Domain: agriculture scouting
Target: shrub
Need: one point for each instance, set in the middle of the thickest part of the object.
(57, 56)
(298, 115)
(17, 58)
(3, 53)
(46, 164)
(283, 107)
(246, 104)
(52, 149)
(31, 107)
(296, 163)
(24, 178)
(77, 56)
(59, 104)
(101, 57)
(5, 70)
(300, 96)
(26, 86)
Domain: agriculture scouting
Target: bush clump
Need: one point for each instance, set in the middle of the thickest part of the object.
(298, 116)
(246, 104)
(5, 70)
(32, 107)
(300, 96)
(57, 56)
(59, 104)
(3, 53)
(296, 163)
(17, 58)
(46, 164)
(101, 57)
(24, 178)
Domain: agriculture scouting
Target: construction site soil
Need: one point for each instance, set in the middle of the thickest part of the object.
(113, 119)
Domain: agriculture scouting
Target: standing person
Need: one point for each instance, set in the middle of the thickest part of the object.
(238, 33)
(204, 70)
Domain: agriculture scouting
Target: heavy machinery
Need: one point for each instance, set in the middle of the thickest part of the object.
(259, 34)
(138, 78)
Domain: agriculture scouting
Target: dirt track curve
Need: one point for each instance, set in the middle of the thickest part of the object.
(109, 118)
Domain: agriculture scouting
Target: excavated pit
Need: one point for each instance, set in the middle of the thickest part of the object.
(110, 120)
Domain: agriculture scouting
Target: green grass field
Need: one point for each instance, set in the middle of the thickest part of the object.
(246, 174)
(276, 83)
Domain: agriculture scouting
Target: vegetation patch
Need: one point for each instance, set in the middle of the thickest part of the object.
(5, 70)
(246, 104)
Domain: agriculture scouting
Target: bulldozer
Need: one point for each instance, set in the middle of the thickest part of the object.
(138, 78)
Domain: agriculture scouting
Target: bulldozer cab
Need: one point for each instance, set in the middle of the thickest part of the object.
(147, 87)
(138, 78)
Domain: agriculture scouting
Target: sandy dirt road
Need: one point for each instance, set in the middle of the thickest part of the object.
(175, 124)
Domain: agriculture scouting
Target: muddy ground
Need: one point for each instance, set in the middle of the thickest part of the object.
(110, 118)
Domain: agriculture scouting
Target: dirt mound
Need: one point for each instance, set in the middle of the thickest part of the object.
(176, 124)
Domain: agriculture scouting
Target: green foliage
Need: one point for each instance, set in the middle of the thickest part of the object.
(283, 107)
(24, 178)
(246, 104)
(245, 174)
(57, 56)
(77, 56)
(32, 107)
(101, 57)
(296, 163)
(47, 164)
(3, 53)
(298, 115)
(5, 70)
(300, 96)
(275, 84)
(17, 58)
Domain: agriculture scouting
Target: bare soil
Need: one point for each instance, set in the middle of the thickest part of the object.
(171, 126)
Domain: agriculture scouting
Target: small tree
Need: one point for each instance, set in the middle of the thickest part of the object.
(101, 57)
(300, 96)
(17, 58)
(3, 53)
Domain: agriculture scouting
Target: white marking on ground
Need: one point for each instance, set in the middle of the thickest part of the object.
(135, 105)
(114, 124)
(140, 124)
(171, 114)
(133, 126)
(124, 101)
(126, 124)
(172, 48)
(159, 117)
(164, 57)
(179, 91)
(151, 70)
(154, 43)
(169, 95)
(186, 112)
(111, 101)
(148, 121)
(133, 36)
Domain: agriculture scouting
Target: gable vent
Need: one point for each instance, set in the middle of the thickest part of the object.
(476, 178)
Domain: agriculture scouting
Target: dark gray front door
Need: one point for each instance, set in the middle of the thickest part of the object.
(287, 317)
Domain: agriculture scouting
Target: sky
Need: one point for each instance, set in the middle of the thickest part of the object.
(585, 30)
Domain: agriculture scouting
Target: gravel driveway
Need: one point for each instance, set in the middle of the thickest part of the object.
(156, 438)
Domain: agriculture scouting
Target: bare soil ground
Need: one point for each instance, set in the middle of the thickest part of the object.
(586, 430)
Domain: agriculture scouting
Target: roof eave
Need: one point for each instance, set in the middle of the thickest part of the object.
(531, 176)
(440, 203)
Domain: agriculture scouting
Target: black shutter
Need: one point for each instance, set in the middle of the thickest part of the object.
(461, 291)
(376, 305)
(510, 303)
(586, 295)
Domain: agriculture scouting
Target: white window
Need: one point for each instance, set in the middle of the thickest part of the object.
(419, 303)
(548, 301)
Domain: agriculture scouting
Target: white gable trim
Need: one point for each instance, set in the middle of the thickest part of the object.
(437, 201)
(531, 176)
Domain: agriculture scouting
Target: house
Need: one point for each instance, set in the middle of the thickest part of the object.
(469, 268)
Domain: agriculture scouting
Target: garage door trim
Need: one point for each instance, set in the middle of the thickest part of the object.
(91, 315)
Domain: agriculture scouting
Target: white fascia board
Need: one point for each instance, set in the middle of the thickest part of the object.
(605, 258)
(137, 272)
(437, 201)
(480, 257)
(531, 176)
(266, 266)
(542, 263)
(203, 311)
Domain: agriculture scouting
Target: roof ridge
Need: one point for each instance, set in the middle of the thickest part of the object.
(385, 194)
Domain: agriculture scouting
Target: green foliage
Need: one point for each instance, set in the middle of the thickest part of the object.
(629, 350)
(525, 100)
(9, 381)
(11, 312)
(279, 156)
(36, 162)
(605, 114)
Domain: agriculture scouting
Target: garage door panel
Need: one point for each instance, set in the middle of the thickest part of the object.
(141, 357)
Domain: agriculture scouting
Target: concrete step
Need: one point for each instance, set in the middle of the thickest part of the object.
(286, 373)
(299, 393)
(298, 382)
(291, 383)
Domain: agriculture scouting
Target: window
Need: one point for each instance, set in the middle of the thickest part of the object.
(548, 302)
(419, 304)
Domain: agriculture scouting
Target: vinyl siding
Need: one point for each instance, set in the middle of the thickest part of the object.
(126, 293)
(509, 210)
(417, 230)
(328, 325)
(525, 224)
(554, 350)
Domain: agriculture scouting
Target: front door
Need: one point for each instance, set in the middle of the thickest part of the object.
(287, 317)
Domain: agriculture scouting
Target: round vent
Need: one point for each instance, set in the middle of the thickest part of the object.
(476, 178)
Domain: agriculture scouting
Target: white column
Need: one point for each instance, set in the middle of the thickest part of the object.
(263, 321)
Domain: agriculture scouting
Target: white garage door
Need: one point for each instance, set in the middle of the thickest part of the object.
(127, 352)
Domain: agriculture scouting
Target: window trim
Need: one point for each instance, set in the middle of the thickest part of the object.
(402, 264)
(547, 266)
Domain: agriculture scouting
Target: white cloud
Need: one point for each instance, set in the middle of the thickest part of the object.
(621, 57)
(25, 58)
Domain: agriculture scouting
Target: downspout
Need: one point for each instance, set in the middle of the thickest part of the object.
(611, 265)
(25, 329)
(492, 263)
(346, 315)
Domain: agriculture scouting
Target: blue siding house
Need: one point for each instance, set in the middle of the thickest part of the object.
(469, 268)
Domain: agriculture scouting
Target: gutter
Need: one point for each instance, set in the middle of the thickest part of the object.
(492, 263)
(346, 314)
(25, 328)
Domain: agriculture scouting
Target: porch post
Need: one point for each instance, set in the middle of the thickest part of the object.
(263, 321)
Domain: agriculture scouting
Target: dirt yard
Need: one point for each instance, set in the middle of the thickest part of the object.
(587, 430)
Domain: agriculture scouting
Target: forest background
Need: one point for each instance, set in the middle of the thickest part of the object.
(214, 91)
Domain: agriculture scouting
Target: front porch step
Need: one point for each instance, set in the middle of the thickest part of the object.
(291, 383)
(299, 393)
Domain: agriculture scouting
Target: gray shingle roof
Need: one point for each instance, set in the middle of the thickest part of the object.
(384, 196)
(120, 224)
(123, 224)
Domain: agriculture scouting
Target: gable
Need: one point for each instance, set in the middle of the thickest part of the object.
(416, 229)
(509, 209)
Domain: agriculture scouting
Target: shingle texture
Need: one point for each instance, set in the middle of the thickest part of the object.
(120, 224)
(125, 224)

==

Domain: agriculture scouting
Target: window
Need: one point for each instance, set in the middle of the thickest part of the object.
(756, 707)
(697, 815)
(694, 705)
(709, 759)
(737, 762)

WHAT IS REQUIRED
Search the listing for the word "trim". Copy every line in which it occurs.

SOLUTION TO THE EXERCISE
Target: white gable trim
Target: garage door trim
Target: window trim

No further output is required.